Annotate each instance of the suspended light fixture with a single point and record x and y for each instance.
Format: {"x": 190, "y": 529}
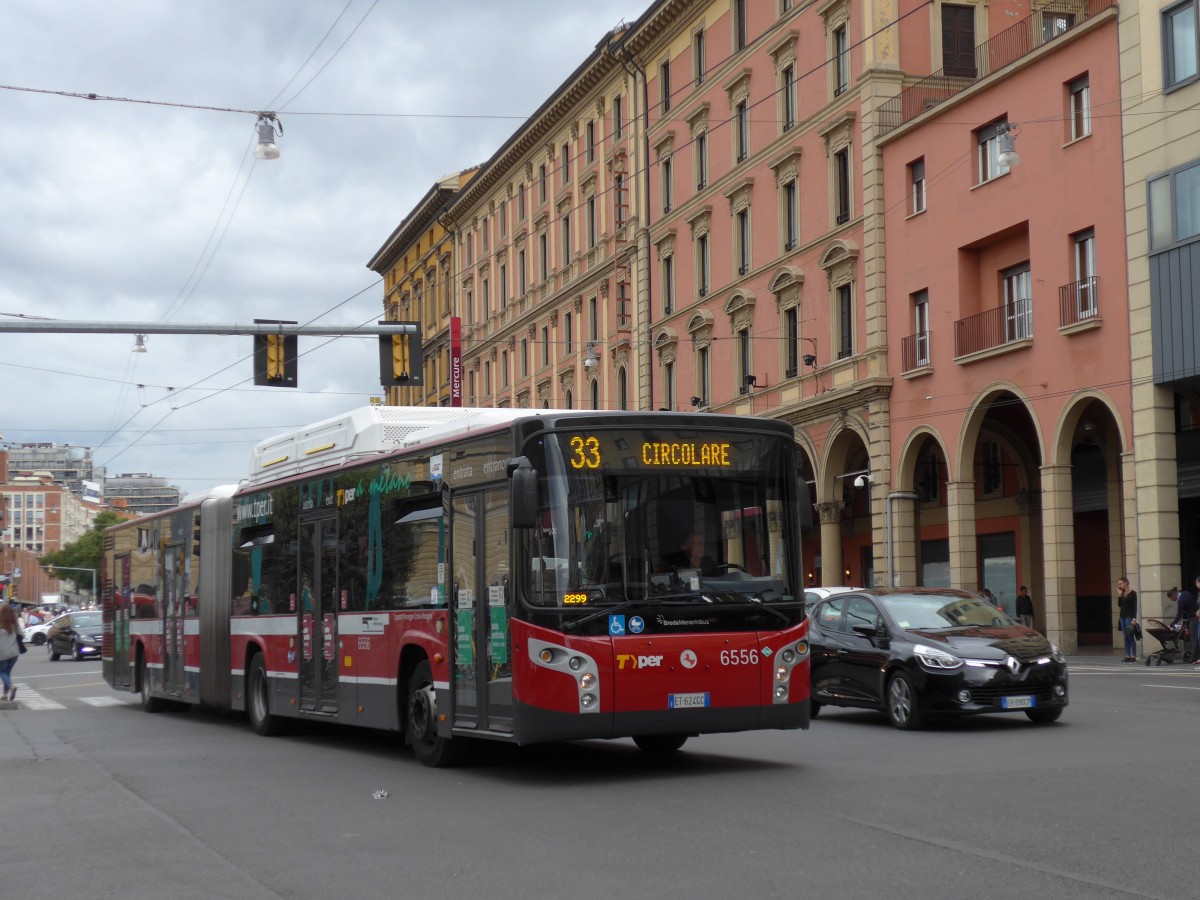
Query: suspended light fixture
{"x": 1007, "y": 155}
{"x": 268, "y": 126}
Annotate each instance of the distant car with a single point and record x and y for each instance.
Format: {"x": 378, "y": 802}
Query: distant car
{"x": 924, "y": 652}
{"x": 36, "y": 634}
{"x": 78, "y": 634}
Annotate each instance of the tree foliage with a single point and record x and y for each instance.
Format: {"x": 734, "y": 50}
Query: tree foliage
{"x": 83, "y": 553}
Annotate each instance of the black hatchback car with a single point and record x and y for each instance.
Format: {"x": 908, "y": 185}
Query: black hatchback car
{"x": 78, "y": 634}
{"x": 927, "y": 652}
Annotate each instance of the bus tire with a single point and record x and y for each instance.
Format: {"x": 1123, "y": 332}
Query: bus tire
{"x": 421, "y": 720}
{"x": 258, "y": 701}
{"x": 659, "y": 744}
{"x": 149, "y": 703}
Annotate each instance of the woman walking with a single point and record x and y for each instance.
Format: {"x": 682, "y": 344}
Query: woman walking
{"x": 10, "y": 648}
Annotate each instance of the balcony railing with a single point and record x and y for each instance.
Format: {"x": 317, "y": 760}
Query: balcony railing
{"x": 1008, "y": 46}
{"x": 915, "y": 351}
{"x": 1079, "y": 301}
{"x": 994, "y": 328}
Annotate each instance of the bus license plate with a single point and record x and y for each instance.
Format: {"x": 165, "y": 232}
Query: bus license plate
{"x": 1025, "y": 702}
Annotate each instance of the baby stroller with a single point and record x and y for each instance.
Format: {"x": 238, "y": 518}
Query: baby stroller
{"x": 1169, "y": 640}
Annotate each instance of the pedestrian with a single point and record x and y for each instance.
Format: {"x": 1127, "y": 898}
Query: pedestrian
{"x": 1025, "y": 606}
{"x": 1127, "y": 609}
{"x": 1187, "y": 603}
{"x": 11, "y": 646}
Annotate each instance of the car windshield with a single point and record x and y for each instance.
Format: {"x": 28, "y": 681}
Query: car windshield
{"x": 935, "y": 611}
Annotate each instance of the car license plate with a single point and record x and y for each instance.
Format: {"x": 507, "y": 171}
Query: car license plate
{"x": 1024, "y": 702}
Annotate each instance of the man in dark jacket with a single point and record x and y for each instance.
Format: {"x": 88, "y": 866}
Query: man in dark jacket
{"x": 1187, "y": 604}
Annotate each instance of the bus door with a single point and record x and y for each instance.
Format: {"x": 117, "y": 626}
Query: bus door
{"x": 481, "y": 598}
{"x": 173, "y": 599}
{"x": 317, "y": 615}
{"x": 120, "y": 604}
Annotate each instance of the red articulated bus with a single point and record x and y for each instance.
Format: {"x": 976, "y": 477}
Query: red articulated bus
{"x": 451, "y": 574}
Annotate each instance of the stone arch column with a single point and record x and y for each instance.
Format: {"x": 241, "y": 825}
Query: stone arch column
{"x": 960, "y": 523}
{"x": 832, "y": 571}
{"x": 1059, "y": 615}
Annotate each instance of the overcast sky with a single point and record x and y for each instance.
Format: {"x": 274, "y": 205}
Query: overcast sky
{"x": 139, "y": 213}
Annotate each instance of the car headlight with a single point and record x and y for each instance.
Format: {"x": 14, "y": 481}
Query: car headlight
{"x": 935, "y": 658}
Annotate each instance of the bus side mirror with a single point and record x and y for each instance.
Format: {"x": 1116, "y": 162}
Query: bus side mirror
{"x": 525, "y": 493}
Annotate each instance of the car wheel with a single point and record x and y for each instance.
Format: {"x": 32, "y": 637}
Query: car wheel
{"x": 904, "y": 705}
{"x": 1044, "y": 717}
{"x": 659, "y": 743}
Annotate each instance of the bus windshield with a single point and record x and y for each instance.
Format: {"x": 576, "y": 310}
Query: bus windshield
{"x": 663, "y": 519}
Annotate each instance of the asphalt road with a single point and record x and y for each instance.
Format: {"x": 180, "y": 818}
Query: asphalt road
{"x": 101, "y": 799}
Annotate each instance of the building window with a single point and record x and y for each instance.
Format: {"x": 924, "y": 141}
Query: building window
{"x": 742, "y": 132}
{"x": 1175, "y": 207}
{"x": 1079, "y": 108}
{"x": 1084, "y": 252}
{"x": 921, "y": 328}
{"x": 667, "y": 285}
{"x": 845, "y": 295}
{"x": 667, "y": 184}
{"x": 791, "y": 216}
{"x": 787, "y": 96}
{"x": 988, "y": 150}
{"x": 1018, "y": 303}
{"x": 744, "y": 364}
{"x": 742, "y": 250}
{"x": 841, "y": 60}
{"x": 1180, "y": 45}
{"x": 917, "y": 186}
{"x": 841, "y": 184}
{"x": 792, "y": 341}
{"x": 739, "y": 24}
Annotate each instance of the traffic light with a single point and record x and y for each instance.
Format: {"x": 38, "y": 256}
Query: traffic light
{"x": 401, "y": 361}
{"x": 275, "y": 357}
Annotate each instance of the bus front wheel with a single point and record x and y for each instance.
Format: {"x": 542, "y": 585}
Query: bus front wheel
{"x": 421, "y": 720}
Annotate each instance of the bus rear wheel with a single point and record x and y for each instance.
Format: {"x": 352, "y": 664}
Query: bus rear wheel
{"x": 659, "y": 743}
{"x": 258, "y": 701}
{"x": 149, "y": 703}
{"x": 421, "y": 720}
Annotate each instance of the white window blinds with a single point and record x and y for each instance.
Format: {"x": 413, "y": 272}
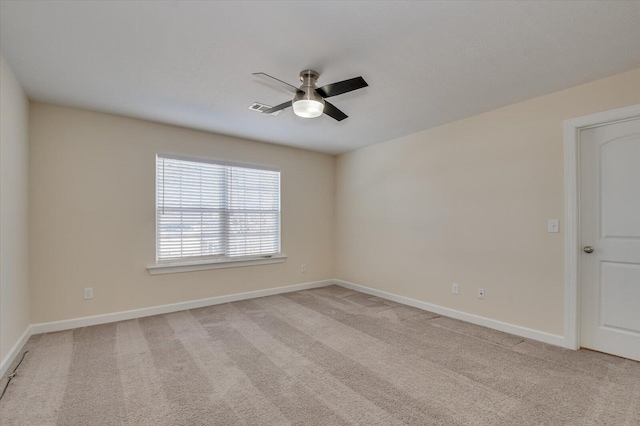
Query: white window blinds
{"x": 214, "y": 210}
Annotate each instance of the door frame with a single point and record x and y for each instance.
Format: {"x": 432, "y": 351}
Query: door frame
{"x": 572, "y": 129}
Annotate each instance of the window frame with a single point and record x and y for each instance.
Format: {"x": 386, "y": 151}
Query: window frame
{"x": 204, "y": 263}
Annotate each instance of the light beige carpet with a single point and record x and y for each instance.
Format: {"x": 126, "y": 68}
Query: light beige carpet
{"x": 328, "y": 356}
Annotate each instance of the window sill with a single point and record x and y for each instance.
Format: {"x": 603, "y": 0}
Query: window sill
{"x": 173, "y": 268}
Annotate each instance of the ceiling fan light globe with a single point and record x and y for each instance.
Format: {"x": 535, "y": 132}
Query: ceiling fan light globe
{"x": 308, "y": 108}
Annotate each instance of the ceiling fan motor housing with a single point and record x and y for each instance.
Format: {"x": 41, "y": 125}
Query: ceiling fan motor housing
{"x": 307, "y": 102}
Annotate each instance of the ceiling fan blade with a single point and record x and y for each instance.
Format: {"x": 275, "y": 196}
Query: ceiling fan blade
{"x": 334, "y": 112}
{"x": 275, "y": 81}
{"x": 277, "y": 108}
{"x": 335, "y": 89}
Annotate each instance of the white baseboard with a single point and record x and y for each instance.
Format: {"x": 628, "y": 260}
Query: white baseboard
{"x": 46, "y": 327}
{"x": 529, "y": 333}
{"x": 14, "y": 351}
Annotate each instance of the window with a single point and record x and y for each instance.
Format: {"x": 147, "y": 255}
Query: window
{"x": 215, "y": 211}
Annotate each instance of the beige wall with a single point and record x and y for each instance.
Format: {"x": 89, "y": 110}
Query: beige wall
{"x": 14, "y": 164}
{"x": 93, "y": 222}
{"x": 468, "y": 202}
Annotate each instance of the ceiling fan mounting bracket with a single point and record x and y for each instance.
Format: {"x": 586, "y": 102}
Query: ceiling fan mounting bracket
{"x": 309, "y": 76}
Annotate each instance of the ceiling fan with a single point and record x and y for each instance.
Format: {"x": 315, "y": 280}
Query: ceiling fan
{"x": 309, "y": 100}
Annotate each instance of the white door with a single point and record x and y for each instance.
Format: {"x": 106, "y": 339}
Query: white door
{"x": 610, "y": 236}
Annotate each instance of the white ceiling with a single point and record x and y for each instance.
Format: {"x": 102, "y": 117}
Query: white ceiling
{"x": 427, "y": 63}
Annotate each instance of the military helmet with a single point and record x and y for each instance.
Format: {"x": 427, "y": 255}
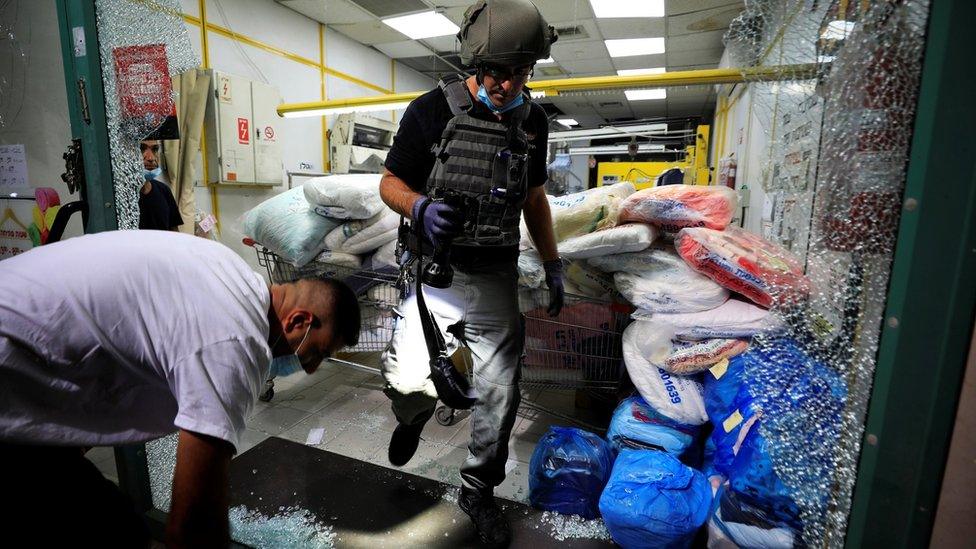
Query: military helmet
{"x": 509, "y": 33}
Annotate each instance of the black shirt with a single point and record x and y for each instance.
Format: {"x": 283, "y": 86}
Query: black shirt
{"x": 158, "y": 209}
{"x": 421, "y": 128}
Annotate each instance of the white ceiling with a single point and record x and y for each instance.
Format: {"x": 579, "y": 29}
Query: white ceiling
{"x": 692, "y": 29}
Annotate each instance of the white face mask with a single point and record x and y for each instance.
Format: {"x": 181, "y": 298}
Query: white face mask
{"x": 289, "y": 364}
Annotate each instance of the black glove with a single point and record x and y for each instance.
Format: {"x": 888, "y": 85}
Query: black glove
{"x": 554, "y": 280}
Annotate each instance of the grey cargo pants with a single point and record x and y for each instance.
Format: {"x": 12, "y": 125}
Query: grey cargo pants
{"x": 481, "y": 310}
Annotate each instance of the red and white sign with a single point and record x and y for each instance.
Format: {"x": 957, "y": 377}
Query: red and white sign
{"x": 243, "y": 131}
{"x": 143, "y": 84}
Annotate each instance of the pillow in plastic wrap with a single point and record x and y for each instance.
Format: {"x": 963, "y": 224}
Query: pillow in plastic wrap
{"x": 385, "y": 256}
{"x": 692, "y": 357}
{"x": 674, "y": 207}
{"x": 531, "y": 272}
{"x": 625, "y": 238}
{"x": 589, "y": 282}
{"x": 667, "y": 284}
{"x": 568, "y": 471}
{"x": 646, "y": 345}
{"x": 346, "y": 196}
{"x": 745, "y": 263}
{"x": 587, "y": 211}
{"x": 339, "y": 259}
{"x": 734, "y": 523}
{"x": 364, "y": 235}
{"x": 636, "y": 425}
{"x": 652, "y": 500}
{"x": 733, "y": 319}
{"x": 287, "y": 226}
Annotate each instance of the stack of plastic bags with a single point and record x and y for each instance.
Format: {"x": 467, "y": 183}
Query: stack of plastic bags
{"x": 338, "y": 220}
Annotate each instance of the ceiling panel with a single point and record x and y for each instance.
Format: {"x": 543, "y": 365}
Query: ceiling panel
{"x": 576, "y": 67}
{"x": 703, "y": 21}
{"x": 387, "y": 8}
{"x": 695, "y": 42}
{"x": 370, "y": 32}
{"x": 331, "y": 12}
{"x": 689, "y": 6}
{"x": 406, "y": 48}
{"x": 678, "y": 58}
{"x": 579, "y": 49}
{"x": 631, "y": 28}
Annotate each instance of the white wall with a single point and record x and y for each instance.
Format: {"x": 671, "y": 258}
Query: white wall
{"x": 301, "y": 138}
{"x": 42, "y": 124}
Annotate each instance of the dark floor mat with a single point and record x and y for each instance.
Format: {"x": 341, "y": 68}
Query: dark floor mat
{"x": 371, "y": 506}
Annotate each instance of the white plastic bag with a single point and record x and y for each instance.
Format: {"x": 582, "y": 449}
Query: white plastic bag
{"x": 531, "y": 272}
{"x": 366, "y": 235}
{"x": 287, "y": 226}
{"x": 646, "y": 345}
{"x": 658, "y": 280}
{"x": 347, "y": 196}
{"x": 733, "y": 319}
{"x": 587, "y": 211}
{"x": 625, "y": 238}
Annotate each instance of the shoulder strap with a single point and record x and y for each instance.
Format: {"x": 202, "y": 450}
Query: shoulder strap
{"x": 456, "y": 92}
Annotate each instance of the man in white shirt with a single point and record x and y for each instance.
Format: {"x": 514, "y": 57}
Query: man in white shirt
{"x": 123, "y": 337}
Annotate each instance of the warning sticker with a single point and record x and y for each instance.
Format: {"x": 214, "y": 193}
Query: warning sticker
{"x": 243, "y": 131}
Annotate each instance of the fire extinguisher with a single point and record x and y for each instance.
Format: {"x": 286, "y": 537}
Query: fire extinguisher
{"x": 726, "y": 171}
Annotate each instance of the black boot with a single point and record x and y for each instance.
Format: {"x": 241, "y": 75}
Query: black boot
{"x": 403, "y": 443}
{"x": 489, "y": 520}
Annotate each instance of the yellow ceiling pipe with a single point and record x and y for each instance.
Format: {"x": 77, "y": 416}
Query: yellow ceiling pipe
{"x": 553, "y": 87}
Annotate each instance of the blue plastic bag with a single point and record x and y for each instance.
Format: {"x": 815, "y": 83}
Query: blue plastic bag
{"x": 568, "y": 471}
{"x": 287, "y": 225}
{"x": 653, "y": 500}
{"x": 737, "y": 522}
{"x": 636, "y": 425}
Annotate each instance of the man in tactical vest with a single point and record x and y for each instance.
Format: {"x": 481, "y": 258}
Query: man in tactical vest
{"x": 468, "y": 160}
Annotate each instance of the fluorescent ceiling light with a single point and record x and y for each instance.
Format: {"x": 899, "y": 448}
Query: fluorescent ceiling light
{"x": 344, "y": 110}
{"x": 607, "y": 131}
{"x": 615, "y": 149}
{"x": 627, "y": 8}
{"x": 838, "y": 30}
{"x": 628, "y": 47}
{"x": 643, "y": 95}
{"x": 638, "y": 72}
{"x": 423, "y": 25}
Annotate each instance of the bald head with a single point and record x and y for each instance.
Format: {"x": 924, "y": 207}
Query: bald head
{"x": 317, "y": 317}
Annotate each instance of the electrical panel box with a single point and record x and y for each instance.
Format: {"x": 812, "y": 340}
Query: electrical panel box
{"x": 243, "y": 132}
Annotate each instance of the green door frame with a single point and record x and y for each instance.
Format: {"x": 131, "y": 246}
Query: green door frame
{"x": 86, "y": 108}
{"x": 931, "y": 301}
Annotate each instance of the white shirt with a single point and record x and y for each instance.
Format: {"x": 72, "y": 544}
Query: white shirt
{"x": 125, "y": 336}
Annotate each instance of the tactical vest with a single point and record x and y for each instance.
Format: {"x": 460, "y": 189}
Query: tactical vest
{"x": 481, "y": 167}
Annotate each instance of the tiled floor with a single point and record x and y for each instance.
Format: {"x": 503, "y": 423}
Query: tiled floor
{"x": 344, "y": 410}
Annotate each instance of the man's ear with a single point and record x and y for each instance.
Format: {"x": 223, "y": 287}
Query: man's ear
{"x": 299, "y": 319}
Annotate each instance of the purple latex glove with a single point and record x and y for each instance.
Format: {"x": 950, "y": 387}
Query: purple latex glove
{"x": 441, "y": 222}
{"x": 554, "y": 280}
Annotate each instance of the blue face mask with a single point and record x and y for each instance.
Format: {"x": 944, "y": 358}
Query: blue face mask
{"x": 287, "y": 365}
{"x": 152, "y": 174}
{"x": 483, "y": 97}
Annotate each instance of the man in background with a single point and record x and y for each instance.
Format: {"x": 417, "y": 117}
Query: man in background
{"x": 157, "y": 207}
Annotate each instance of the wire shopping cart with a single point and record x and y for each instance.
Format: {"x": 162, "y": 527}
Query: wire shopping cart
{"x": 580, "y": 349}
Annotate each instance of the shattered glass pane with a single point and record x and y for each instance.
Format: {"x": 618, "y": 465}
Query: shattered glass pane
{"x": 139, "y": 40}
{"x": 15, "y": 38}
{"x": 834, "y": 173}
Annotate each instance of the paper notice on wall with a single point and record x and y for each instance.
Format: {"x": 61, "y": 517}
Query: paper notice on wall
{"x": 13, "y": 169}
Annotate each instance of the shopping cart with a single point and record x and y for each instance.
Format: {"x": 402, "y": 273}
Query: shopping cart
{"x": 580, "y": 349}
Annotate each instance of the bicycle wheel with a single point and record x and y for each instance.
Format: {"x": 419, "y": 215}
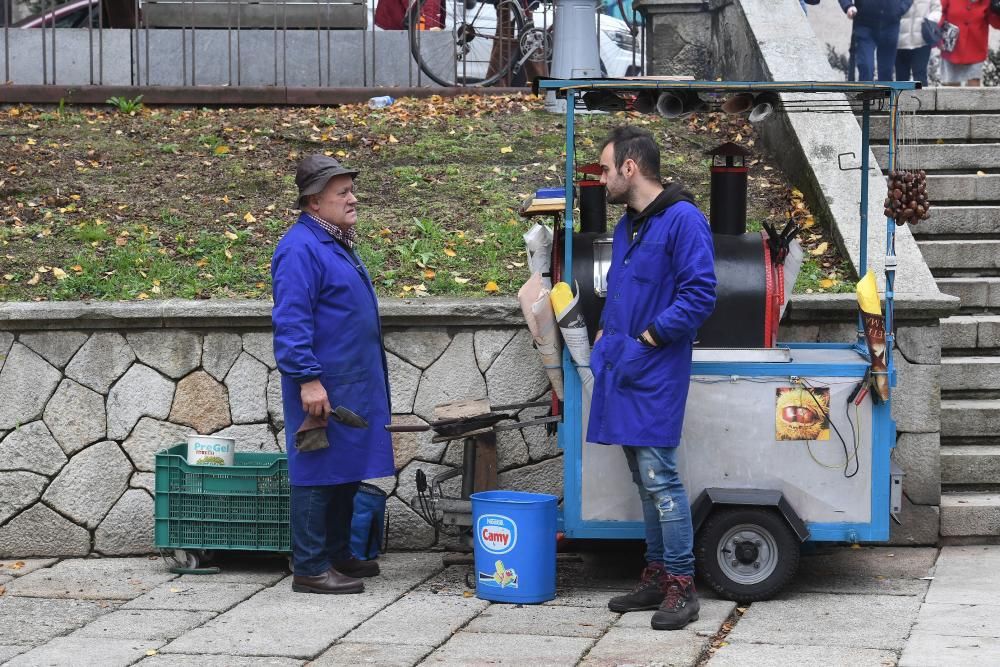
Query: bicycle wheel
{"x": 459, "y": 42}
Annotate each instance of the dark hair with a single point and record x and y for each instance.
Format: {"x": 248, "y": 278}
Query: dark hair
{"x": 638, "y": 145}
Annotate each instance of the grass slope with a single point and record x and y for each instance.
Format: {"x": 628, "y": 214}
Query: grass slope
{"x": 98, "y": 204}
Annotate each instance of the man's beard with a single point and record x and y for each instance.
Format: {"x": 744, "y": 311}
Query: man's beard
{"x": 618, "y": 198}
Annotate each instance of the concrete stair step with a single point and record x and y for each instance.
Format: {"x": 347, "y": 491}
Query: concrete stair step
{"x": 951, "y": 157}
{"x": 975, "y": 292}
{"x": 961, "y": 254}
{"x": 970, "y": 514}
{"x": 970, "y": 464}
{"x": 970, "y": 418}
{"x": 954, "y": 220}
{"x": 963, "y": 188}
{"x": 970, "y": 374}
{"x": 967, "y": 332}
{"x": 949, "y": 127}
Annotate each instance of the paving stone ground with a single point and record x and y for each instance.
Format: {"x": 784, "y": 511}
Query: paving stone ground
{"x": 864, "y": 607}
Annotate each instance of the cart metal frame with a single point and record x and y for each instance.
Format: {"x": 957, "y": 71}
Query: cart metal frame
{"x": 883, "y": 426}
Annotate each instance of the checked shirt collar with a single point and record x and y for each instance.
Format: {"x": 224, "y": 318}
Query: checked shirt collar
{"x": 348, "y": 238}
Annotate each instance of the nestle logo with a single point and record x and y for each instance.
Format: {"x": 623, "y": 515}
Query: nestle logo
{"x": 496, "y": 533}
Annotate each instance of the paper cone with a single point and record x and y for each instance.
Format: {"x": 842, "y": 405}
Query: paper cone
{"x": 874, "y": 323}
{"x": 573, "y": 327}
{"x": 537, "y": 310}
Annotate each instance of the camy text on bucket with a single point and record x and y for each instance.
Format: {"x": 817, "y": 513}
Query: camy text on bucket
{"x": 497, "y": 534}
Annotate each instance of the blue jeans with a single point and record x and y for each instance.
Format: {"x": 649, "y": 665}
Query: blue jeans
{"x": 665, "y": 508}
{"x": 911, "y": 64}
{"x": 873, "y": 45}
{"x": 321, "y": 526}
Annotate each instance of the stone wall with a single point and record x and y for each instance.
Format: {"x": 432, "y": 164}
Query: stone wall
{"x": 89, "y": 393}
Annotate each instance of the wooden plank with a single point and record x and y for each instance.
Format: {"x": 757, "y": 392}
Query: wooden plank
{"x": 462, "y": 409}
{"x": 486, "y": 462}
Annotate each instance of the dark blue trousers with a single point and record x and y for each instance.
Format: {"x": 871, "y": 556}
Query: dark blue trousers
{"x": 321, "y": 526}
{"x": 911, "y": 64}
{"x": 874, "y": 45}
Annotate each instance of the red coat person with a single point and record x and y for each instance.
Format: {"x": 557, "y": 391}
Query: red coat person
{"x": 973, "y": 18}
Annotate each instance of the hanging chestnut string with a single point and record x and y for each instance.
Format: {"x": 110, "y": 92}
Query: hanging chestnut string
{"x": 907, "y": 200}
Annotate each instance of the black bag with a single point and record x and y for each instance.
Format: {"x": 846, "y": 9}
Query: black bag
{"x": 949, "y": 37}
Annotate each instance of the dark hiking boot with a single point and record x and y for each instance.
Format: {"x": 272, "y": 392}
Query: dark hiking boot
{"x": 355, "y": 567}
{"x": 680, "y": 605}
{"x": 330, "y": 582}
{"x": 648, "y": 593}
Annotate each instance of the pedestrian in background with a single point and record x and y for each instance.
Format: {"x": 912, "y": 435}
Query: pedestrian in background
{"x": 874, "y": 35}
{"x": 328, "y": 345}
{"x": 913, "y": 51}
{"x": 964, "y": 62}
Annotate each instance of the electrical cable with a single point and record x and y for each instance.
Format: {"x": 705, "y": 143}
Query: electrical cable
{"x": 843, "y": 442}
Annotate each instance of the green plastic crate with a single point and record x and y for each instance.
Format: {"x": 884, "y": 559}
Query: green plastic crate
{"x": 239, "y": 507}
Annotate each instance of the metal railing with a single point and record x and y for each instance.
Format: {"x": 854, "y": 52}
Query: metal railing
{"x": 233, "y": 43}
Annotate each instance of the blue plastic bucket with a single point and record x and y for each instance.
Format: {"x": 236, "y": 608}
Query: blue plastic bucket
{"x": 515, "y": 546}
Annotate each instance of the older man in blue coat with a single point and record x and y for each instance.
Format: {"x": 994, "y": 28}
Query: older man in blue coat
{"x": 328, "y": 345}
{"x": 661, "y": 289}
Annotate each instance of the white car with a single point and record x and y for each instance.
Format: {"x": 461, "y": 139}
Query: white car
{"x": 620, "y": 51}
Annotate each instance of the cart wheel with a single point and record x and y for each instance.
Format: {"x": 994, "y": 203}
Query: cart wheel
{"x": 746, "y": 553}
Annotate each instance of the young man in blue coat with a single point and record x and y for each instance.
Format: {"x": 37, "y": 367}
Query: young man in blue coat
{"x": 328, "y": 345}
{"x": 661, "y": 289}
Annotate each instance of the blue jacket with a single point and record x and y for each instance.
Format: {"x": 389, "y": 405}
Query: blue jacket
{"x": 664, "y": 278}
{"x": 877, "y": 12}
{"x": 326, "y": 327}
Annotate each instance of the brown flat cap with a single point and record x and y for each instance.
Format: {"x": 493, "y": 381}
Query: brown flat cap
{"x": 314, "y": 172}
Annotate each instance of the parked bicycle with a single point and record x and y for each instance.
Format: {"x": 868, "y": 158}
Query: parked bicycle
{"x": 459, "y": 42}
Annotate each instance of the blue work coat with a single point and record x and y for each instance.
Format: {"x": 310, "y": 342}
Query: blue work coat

TASK OBJECTIVE: Reproduce only the lines running from the one with "Annotate each instance of the brown" through the final line of the listing above, both ends included.

RESULT FOR THIS EXERCISE:
Annotate each instance of the brown flat cap with a single point and record x and y for each instance.
Format: {"x": 493, "y": 381}
Query: brown flat cap
{"x": 314, "y": 172}
Annotate each instance of the parked bicycle with a single point and record x and y for each instance.
Format: {"x": 868, "y": 158}
Query: parked bicycle
{"x": 459, "y": 42}
Annotate each instance of the blue work coat with a single point and record x and y for each instance.
Format: {"x": 310, "y": 342}
Query: blue work coat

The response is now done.